- WHAT IS REQUIRED -
Pull out every line from the lines below that contains the word "parked", keeping case significant.

--------------------------------------------------

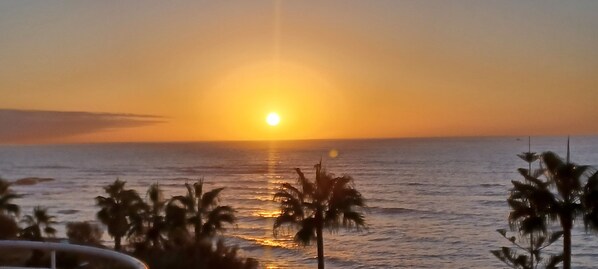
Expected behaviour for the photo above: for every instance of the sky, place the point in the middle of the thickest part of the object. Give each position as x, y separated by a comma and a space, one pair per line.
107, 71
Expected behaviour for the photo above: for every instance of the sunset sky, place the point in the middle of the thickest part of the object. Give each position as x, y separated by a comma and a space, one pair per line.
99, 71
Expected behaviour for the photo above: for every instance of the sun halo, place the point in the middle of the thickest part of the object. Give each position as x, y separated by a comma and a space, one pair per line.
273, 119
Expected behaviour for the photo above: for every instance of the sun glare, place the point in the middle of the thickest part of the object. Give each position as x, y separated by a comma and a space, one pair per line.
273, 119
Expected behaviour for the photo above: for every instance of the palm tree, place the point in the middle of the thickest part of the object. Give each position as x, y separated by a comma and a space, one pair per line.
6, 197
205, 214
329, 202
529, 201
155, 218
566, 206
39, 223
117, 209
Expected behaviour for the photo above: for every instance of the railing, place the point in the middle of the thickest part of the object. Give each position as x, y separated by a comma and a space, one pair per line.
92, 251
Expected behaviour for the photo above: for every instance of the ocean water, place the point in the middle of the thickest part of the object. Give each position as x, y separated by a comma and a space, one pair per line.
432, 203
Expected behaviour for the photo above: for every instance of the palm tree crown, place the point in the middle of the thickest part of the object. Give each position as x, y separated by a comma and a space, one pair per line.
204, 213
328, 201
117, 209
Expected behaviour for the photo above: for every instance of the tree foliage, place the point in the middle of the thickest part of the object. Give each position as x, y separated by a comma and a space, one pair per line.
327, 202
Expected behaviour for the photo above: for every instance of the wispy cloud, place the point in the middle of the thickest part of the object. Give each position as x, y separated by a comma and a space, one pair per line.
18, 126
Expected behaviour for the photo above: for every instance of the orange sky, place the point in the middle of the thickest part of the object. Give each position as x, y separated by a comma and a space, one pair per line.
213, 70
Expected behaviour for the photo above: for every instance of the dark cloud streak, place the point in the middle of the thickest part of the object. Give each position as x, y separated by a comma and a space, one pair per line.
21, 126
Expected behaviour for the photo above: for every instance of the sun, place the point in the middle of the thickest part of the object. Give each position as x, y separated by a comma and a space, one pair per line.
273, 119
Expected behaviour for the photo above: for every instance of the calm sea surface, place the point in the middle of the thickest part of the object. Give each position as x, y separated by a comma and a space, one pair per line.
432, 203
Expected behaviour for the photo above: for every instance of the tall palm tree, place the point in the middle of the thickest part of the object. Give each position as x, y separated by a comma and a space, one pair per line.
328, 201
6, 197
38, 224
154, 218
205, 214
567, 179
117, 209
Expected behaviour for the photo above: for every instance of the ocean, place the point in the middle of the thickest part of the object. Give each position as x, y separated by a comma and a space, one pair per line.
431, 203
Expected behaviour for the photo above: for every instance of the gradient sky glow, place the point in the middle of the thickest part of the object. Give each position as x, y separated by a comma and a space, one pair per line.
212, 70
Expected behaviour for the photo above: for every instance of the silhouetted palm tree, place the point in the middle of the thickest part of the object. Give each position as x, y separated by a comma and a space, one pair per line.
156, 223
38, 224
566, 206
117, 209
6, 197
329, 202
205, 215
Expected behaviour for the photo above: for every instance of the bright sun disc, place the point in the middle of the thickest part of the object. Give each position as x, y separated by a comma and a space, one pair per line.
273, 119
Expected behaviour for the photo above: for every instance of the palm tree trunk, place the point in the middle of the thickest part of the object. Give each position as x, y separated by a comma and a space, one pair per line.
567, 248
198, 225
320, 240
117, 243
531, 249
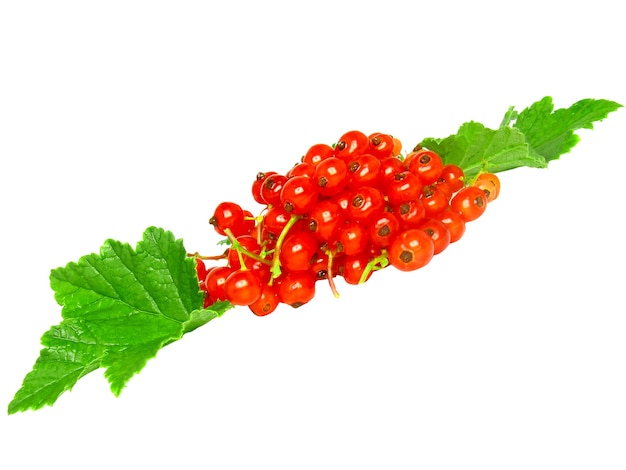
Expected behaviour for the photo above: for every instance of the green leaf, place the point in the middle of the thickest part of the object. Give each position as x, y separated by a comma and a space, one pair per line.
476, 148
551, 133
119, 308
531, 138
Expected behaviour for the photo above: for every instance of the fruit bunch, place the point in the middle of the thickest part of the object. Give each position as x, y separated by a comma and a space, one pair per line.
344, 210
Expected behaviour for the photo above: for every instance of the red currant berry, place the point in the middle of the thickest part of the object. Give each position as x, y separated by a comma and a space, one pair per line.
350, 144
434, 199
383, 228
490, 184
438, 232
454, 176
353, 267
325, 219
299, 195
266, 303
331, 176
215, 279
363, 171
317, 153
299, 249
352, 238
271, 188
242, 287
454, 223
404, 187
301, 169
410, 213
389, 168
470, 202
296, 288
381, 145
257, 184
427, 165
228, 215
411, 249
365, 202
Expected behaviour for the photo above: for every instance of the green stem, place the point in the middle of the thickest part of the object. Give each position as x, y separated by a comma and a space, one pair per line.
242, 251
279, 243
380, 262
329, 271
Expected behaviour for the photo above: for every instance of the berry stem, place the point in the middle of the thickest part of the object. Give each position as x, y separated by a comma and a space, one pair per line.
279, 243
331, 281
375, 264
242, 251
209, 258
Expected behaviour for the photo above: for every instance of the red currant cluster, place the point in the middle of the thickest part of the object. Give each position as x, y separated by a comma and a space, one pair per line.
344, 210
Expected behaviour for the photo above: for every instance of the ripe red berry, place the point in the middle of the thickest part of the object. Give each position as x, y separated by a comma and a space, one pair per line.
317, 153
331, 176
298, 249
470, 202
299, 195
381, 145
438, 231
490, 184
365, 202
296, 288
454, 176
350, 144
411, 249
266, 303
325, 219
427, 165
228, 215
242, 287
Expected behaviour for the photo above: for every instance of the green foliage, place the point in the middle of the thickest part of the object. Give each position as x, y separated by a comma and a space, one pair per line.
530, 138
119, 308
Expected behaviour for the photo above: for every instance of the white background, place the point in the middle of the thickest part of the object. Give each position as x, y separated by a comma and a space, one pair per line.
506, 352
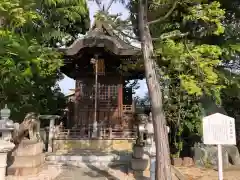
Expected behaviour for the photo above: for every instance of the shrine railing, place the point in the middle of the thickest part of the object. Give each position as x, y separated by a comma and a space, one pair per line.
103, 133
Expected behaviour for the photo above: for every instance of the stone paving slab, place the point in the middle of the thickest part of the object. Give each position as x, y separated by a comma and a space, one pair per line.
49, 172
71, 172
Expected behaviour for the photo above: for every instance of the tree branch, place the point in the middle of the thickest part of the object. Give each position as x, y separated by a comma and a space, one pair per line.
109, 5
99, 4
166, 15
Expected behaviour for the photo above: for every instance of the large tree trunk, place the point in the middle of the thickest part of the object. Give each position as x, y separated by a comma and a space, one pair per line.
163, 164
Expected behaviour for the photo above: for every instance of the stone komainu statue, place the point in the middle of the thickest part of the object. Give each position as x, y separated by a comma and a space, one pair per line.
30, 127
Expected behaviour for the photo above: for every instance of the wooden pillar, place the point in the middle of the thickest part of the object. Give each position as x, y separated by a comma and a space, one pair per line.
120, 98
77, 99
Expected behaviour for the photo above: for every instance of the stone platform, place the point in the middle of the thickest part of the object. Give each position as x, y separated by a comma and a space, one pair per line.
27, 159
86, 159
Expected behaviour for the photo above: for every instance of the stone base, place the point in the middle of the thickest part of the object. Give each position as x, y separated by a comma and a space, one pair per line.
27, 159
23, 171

--------------------------------------------------

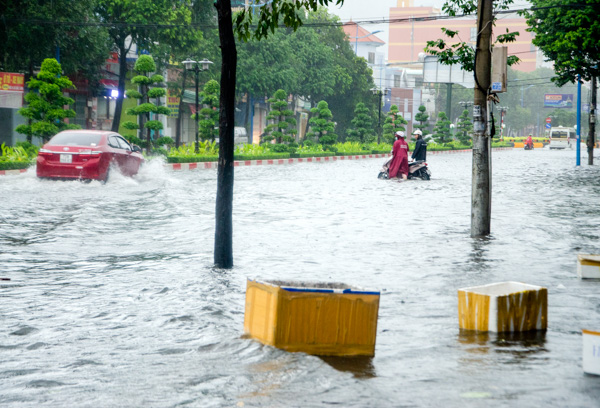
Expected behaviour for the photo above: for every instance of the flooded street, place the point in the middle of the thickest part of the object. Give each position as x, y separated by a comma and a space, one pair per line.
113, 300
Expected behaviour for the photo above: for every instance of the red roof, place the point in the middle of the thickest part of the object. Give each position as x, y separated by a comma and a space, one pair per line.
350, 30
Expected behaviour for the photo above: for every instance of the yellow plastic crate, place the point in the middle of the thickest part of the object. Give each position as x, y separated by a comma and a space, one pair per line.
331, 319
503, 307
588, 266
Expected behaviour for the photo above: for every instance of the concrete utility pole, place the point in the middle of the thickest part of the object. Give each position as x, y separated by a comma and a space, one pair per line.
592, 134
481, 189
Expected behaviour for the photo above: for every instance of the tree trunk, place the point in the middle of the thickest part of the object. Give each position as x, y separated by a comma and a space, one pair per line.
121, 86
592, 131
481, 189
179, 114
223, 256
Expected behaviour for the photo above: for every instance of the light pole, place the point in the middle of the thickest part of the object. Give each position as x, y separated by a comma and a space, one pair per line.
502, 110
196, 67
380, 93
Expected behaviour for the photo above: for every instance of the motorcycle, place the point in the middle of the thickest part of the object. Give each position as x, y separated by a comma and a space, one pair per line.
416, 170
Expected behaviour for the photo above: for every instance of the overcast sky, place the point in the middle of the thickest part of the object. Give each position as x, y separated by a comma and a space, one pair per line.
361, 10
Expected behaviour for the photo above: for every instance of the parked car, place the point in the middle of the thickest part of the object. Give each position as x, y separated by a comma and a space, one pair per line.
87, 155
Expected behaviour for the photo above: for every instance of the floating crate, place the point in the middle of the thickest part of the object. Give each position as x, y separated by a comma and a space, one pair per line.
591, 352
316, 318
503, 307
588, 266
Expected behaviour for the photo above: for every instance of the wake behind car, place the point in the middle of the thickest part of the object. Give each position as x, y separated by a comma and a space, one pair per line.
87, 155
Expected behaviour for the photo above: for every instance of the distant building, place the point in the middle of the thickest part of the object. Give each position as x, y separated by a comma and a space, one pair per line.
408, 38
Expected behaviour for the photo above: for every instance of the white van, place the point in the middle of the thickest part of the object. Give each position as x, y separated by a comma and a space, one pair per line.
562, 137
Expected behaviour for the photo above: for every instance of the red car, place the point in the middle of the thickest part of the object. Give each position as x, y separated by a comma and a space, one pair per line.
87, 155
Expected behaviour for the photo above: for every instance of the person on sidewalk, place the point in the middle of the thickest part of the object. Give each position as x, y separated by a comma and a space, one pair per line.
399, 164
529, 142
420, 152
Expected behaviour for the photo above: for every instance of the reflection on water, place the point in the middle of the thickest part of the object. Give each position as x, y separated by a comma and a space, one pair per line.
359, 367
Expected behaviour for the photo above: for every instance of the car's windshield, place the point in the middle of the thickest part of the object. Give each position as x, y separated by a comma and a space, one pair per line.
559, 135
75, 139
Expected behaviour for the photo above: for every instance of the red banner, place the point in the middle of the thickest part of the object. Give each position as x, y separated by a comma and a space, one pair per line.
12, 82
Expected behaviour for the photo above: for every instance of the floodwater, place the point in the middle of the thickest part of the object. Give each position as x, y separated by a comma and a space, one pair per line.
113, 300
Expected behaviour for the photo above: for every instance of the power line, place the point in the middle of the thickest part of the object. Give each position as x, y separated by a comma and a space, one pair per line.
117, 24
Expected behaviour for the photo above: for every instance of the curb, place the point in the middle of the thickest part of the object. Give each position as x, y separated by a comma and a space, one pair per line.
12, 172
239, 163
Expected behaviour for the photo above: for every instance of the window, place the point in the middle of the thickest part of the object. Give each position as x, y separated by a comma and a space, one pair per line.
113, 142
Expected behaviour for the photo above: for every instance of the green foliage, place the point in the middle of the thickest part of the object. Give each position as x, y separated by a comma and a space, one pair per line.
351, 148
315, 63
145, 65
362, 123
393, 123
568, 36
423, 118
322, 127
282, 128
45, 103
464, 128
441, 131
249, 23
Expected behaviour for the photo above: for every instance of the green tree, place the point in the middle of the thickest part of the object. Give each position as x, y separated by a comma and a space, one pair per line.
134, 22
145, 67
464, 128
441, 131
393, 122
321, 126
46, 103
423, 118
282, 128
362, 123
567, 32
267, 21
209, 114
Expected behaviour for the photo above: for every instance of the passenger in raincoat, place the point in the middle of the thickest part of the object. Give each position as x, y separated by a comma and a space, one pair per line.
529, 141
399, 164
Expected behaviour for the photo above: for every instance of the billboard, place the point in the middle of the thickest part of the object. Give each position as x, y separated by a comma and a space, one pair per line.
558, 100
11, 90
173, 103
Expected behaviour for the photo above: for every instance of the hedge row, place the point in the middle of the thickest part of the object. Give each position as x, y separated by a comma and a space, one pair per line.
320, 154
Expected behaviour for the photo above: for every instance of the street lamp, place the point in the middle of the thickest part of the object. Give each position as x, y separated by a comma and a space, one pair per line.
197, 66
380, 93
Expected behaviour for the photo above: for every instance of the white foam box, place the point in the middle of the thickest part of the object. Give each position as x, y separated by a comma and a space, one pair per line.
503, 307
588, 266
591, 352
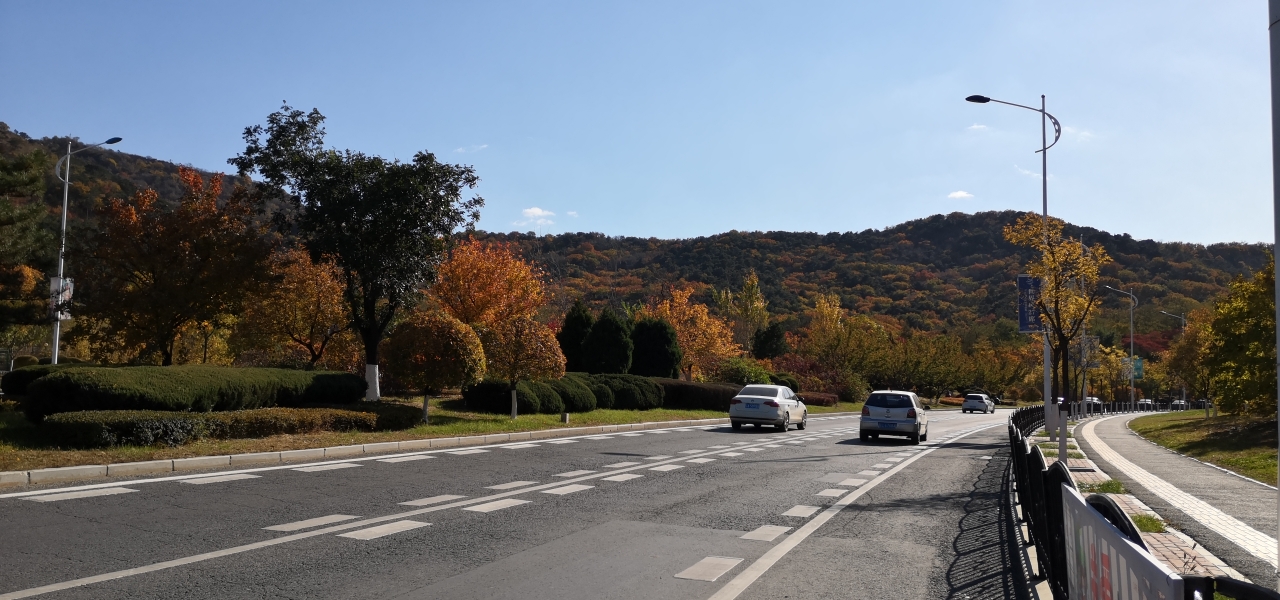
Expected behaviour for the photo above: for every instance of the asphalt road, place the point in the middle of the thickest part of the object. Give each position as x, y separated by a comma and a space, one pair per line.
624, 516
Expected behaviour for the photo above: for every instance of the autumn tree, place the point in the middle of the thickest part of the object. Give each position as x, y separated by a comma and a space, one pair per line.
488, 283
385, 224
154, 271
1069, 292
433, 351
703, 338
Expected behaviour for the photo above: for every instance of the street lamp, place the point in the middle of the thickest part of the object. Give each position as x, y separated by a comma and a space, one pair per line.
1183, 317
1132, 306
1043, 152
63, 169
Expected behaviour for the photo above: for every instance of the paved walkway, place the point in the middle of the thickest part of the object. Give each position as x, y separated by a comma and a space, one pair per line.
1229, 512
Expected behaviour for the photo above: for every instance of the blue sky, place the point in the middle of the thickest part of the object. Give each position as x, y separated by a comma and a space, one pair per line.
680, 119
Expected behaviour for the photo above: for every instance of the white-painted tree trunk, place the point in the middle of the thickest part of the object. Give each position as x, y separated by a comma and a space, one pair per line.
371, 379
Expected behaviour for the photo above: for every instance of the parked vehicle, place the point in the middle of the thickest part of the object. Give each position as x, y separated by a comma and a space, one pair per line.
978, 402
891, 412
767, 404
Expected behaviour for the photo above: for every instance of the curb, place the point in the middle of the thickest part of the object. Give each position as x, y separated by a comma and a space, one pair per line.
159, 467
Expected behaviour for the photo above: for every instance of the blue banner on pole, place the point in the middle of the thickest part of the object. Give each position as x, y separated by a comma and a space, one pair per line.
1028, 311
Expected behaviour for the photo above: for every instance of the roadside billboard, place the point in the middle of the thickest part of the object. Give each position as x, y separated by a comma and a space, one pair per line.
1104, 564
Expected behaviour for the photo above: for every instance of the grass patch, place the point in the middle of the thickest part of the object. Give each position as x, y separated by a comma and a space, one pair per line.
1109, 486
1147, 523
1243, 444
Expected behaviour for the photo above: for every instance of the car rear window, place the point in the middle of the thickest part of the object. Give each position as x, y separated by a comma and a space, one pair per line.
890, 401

--------------------------------------------------

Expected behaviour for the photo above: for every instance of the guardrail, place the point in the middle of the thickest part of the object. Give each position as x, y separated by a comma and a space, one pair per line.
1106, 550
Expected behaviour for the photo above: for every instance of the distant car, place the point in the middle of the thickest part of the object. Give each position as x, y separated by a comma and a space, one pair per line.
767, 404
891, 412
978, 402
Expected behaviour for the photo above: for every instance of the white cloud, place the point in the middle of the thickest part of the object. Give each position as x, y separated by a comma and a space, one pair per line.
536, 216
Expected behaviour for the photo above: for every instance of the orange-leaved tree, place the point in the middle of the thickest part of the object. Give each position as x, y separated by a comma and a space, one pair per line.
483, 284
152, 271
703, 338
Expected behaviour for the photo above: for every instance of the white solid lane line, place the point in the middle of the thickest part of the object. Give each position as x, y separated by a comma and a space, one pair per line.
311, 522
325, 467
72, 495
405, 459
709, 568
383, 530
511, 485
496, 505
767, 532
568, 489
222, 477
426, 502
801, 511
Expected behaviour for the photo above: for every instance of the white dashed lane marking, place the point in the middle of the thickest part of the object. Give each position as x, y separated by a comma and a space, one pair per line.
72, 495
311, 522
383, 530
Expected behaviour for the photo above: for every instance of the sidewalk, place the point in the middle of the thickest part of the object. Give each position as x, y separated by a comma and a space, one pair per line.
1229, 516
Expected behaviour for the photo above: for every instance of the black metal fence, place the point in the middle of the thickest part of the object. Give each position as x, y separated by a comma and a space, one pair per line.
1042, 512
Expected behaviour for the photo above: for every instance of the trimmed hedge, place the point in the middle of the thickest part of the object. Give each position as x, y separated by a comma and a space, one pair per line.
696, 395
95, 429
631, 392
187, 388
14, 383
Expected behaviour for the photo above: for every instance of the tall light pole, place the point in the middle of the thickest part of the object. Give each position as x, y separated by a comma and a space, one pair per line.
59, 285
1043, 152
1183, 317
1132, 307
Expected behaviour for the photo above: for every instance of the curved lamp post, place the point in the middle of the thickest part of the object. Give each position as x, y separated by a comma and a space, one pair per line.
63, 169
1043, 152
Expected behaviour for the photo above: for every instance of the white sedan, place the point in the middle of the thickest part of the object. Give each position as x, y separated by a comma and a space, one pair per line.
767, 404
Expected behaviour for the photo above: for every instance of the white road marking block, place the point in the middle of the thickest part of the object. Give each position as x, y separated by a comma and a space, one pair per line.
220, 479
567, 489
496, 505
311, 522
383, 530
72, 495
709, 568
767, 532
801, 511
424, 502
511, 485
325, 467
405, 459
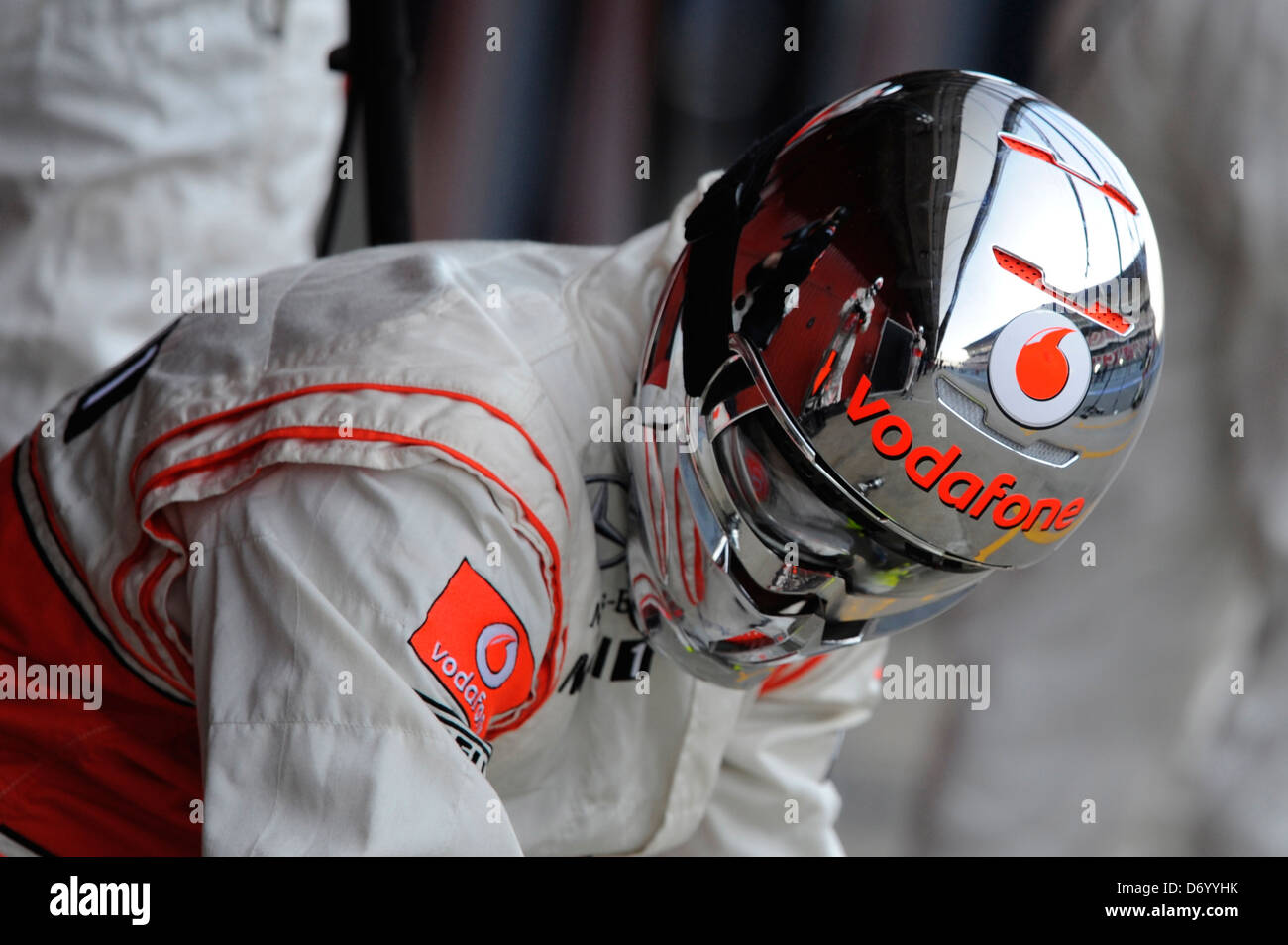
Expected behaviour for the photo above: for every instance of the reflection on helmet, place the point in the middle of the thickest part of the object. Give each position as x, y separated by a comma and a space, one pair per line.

--------------------------------------------------

- ANSWER BELOW -
Expected behaviour for the photo above: for every instance of the parked car, place the point in the middle of the thickest part of the object. Give each position as x, y separated by a comma and a space, one pair per line.
Expected behaviour for the photo above: for every instance of the parked vehicle, place the point in the middle of the thickest part of the object. Give each position as x, y separated by a comma and a space, one pair per line.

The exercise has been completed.